Activity: Your answer should be every line of the entries that has the string "pump" in it.

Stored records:

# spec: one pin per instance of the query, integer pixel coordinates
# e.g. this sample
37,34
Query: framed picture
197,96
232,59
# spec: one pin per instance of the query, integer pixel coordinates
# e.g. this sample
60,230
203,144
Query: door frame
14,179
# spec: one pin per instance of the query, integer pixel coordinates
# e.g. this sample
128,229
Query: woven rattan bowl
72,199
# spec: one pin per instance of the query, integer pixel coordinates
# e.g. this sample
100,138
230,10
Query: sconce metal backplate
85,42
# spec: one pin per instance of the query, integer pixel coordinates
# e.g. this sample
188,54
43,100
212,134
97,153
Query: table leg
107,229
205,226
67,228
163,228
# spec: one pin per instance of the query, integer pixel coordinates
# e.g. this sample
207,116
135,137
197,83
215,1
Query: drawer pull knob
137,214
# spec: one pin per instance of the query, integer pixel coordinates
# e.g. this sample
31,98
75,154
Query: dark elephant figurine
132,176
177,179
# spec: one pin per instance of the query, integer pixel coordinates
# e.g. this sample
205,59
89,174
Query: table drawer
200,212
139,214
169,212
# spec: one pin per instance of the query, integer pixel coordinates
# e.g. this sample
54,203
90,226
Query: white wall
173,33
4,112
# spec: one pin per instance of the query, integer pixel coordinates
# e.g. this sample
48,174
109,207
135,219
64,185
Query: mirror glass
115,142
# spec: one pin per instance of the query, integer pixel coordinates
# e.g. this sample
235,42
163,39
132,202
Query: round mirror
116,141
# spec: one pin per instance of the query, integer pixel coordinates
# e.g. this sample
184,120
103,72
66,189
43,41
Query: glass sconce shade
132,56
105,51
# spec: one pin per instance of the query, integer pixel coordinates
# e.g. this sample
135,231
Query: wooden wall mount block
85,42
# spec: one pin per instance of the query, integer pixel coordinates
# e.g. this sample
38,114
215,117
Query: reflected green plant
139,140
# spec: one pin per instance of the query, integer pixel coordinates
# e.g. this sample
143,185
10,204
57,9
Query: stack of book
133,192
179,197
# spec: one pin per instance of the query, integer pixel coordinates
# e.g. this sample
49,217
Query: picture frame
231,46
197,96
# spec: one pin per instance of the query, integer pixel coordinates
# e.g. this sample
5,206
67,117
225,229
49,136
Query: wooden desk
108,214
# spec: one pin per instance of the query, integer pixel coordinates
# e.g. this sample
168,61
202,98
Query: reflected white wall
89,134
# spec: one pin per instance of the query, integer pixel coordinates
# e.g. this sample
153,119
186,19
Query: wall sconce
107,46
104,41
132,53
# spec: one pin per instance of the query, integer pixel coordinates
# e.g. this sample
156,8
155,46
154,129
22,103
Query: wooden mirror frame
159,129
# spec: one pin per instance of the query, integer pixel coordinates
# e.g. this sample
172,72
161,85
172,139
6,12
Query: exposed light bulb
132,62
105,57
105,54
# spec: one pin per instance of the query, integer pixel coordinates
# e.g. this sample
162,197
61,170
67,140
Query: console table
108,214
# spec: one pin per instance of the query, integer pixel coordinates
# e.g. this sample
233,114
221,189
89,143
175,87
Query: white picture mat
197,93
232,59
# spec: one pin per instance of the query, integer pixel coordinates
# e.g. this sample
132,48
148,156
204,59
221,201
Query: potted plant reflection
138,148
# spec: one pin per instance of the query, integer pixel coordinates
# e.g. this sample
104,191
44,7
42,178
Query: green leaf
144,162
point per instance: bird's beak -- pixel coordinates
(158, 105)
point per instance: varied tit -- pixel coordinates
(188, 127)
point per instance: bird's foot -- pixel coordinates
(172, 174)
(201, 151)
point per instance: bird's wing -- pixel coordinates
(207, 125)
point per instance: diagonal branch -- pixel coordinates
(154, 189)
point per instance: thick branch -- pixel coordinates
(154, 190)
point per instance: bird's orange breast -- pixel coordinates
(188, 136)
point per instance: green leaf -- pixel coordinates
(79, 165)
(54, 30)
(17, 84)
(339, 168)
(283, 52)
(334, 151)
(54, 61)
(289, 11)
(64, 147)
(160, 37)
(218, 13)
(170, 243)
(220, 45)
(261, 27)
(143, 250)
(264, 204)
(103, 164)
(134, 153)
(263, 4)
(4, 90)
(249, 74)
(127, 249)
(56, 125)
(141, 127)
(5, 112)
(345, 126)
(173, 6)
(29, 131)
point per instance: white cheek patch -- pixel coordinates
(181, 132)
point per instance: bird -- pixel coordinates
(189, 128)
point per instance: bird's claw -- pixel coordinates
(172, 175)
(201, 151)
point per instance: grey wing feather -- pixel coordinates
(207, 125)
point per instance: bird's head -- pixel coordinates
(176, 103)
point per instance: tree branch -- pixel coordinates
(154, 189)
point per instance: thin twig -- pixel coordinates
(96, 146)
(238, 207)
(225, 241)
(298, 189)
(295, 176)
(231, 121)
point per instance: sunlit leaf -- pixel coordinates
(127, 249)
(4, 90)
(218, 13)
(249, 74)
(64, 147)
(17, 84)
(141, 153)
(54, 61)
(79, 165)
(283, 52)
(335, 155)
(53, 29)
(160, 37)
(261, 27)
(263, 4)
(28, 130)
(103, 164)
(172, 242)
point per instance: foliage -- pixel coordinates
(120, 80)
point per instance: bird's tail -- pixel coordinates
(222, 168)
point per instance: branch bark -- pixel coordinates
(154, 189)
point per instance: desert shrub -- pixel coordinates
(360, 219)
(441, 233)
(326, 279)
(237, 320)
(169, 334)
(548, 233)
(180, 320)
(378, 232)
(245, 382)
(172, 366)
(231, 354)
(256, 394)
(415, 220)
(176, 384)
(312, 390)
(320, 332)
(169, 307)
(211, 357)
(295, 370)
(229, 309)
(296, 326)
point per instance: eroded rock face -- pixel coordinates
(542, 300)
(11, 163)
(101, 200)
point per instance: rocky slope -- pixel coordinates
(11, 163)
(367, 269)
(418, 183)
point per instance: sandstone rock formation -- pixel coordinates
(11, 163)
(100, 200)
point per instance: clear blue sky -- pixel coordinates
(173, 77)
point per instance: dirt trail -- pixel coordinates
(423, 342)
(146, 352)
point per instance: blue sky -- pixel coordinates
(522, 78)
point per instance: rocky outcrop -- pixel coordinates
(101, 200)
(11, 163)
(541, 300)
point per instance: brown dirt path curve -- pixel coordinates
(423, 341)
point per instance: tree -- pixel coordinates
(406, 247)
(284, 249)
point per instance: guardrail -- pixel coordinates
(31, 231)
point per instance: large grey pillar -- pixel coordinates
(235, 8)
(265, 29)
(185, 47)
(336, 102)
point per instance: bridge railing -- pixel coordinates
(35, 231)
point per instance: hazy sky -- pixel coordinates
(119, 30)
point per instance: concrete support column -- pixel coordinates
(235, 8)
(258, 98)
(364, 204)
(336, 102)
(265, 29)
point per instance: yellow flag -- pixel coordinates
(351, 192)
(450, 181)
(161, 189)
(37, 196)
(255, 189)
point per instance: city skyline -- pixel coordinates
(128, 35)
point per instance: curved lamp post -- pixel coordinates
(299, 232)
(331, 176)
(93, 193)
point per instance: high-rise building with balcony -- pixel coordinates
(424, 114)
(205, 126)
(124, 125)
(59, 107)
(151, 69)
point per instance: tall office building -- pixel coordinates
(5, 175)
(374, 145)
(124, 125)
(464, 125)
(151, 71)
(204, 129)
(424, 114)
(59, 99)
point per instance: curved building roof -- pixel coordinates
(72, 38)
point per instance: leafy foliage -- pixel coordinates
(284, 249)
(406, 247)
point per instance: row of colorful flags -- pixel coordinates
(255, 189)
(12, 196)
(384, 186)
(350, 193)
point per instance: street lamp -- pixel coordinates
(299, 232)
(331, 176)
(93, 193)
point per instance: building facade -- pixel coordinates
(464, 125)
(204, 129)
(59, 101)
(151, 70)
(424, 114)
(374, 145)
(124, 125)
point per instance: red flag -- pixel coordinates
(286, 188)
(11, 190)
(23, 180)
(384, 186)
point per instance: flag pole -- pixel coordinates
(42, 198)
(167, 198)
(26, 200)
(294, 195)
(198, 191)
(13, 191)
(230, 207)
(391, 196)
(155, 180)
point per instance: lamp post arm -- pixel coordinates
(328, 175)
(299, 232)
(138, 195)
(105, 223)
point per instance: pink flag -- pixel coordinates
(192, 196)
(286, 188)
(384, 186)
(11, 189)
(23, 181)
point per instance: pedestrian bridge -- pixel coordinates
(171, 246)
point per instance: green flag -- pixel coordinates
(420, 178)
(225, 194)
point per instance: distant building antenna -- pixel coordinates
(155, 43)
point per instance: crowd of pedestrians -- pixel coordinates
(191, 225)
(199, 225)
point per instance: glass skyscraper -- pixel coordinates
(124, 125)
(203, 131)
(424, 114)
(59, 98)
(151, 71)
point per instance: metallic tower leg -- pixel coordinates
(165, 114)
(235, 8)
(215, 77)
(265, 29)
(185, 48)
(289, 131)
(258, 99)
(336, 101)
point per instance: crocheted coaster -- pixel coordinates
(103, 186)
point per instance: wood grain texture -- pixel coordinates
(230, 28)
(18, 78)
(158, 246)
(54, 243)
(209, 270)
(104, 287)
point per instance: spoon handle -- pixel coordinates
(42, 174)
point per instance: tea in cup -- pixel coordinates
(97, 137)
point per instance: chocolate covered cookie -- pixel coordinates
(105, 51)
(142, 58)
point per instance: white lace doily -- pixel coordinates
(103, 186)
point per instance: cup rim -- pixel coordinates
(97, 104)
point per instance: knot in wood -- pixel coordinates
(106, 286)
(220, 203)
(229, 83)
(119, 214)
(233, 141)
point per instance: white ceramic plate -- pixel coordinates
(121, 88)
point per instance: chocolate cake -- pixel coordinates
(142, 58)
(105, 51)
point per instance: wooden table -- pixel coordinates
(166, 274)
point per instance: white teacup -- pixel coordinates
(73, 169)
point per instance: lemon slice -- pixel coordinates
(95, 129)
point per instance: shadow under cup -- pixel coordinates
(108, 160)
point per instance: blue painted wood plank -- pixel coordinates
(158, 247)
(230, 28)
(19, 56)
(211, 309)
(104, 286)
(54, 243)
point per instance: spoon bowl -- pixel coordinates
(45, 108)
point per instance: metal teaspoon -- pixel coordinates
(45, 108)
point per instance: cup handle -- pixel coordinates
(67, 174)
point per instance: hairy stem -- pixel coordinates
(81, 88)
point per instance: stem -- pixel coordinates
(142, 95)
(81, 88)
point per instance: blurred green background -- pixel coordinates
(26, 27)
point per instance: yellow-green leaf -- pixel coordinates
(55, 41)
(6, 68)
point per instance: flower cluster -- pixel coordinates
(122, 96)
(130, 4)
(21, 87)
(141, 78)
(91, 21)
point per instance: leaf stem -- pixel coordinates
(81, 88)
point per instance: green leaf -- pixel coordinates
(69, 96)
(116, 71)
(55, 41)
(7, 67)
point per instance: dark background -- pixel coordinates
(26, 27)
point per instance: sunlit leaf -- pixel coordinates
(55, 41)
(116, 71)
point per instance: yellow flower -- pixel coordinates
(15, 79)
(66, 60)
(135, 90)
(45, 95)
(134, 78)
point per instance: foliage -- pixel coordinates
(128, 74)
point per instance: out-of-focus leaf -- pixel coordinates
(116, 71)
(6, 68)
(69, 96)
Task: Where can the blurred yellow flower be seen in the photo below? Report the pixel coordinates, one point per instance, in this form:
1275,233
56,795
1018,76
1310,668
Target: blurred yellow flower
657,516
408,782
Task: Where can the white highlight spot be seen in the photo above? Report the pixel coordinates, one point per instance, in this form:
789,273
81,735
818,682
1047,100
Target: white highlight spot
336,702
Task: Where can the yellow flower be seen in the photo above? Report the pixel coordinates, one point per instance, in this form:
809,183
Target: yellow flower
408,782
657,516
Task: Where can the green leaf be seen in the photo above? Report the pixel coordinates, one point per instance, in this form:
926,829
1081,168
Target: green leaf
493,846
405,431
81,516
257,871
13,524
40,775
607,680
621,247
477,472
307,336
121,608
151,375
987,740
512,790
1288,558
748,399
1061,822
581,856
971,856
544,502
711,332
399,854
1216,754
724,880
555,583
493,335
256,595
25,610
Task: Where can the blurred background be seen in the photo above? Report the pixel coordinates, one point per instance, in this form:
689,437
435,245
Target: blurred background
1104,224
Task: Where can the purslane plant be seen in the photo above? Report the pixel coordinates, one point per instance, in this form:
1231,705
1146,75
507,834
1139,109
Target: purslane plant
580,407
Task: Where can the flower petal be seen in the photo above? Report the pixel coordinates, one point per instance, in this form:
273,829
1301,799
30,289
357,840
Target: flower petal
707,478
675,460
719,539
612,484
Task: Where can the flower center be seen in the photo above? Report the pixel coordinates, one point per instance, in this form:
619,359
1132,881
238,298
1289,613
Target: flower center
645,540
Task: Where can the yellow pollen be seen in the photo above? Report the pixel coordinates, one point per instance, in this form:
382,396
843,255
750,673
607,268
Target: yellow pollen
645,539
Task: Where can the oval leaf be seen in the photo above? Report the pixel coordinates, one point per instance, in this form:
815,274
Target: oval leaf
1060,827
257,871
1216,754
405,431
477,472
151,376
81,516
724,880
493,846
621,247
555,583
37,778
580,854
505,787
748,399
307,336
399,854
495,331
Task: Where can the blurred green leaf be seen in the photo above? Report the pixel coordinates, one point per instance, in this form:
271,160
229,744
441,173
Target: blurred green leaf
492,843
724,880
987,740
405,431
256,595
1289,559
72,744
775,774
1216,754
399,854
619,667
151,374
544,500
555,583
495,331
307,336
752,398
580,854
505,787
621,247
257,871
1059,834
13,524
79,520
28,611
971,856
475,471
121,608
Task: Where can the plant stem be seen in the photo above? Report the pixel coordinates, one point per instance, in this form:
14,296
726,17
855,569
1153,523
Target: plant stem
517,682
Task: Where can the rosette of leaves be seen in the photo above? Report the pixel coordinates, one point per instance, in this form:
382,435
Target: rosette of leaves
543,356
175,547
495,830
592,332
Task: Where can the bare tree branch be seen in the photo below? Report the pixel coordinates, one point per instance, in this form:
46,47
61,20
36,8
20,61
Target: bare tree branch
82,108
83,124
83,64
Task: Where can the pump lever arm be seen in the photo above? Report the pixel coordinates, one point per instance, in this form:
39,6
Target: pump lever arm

Exercise output:
Task: Where can the pump lever arm be seen in the photo above? Report the pixel coordinates, one point per instance, in this form:
Target: pump lever arm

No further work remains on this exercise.